Exercice court:
Recopiez à l'identique, s'il vous plaît, le passage de l'extrait ci-dessous qui s'ouvre sur les mots contenant « Le traumatisme détermine » et se termine par « le grand mal). ».

───── Extrait ─────

Le traumatisme détermine non seulement la relation au présent mais aussi la façon dont les Arméniens perçoivent leur passé. Il détermine de la même manière le langage, en générant une autocensure du langage. En effet, les interlocuteurs ne prononcent jamais le mot « génocide », qui a une connotation puissante d’opposition à l’égard du gouvernement turc. Dans leurs discours, le terme génocide est parfois remplacé par « massacre » (en turc : kesim), parfois, par « les évènements » (olaylar), ou par « déportation » (becayiş, en arménien aksor), ou encore « catastrophe » (felaket, en arménien yeghern ou aghed). Ils utilisent le plus fréquemment le terme de Medz Yeghern qui signifie littéralement la « Grande Catastrophe » (ou bien le grand crime, le grand mal).

───── Données enregistrées ─────

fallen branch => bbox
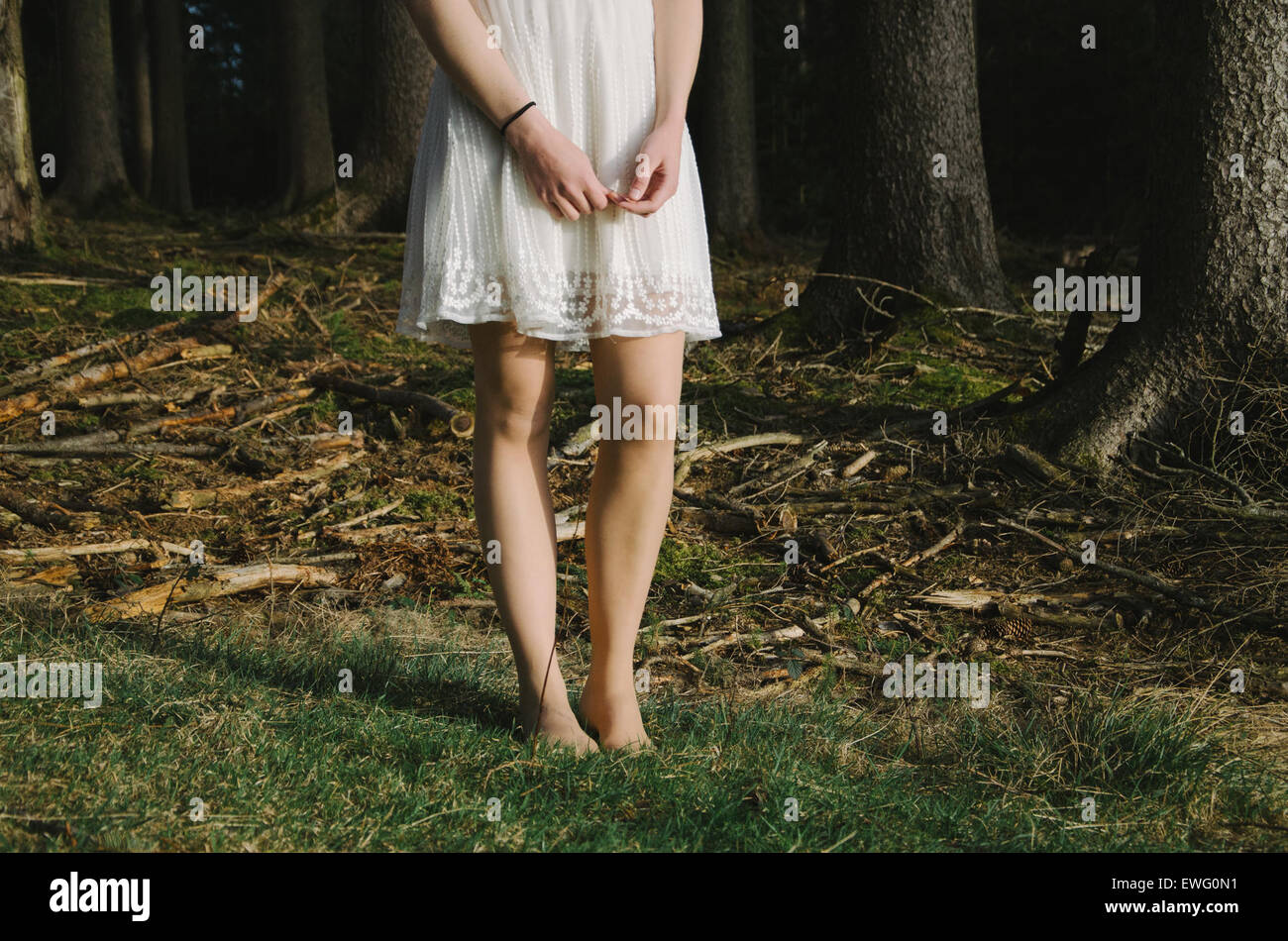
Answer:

─────
───── Données enregistrées ─────

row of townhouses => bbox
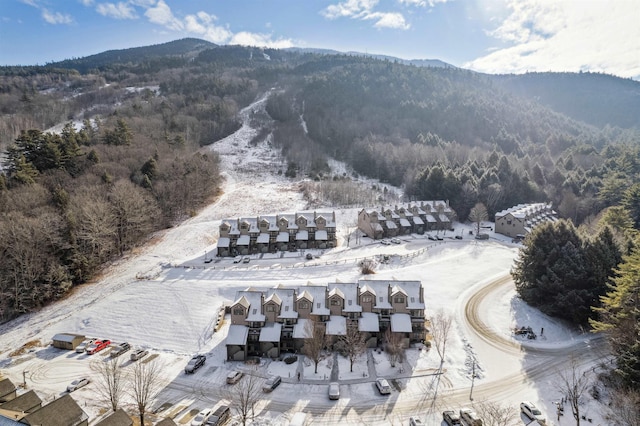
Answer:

─────

La réponse:
Le traumatisme détermine non seulement la relation au présent mais aussi la façon dont les Arméniens perçoivent leur passé. Il détermine de la même manière le langage, en générant une autocensure du langage. En effet, les interlocuteurs ne prononcent jamais le mot « génocide », qui a une connotation puissante d’opposition à l’égard du gouvernement turc. Dans leurs discours, le terme génocide est parfois remplacé par « massacre » (en turc : kesim), parfois, par « les évènements » (olaylar), ou par « déportation » (becayiş, en arménien aksor), ou encore « catastrophe » (felaket, en arménien yeghern ou aghed). Ils utilisent le plus fréquemment le terme de Medz Yeghern qui signifie littéralement la « Grande Catastrophe » (ou bien le grand crime, le grand mal).